Take from the records below each line that holds "Target".

Provided data:
Content starts

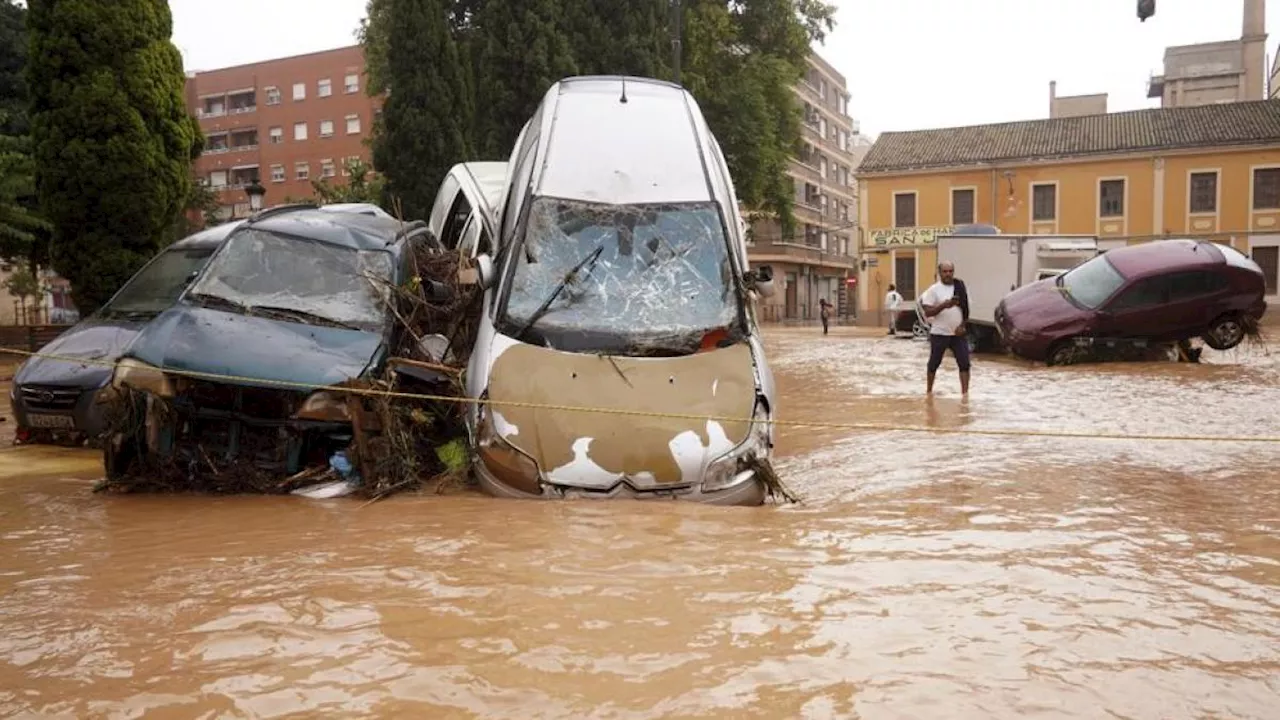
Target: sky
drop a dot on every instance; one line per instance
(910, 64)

Content ends
Content starts

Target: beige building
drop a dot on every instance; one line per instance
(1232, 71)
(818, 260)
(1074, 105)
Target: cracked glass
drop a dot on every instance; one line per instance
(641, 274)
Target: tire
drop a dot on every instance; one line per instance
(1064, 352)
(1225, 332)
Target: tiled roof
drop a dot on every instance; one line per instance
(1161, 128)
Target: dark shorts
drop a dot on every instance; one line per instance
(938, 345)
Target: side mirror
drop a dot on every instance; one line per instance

Content ends

Solution to this problem:
Target: sky
Target: beige building
Target: cracked glass
Target: tire
Target: tiled roof
Target: dark shorts
Target: side mirror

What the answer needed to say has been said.